→ Problem statement:
Reproduce all of the rows below, substituting "mute swan" for each occurrence of "white swan" and leaving everything else unchanged.

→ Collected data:
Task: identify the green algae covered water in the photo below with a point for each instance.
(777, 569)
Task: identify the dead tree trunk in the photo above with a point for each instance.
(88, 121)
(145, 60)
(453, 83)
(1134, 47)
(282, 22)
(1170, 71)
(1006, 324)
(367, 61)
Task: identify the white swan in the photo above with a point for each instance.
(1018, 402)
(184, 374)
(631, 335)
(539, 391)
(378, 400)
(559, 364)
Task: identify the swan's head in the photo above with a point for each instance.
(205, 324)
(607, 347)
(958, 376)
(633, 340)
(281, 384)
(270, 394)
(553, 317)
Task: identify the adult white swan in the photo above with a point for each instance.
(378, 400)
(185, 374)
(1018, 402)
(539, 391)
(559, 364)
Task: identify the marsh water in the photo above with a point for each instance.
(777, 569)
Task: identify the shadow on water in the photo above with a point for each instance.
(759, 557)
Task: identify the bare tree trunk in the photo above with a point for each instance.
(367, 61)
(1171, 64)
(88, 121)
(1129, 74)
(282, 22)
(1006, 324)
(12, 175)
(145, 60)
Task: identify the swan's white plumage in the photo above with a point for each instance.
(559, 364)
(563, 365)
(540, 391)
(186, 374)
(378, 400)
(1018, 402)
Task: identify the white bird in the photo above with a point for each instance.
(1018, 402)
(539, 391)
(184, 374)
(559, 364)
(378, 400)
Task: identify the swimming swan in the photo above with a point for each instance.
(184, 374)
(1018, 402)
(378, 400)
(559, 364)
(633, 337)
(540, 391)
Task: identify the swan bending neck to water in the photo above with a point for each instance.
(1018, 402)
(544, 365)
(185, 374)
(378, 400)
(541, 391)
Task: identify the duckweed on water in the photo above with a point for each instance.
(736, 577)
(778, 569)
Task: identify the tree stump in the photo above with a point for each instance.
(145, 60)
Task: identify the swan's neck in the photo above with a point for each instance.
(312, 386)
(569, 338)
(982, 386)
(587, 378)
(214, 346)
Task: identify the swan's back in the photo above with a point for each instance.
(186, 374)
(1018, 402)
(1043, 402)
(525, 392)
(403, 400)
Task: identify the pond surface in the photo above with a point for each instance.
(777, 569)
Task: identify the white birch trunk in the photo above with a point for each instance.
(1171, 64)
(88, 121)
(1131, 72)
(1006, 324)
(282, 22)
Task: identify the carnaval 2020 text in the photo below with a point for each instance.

→ Exercise answer:
Task: identify the green algae covered water in the photo below with a point for each instance.
(777, 569)
Task: identify the dead tree trunk in the photo above with a point for each instance.
(88, 121)
(145, 60)
(453, 83)
(1134, 47)
(282, 22)
(1170, 71)
(1006, 324)
(367, 61)
Task: identify the mute swan in the photo above with a point for each instance.
(1018, 402)
(184, 374)
(631, 335)
(539, 391)
(378, 400)
(559, 364)
Task: identify the swan's head in the photo above with a point for each instance.
(205, 324)
(607, 347)
(958, 376)
(633, 340)
(281, 384)
(270, 394)
(553, 317)
Task: identify the adult mute swan in the photo above with a point for each instance.
(378, 400)
(185, 374)
(1018, 402)
(539, 391)
(559, 364)
Task: identify the marsh water in the photo above with a point for each instance.
(777, 569)
Task: identify the shadow on water in the photo above with a point for each instance.
(759, 557)
Task: identify the bare tree trunk in the photo above with a point for each instance.
(367, 61)
(1171, 64)
(88, 121)
(1129, 74)
(282, 22)
(1006, 324)
(12, 175)
(145, 60)
Task: identify the swan's white plumage in the photo above with a point for each instance.
(559, 364)
(563, 365)
(540, 391)
(186, 374)
(378, 400)
(1018, 402)
Task: identify the white bird in the photo above with a point for each instance.
(1018, 402)
(539, 391)
(184, 374)
(559, 364)
(378, 400)
Task: identify the swimming swan in the photo above with a point for each instance.
(184, 374)
(1018, 402)
(378, 400)
(559, 364)
(633, 337)
(540, 391)
Task: identify the swan bending neck to water in the photo above with a point for each instance.
(1018, 402)
(544, 365)
(185, 374)
(378, 400)
(541, 391)
Task: identify the duckweed on water in the photo above with a point for each instance.
(736, 577)
(778, 569)
Task: identify the tree stump in the photo above with a point for each instance.
(145, 60)
Task: identify the swan's neck in the photo above with a point for each instance.
(312, 386)
(569, 338)
(982, 386)
(587, 378)
(214, 346)
Task: identify the swan's back in the photo above with a point for each instance.
(186, 374)
(1018, 402)
(1043, 402)
(525, 392)
(403, 400)
Task: identify the pond surface in the photo above with a point for each instance.
(777, 569)
Task: identify the white birch trunk in the photo above with a point for each instance.
(1171, 64)
(88, 121)
(1131, 72)
(1006, 324)
(282, 22)
Task: identify the carnaval 2020 text in the photo below with a point for each instance.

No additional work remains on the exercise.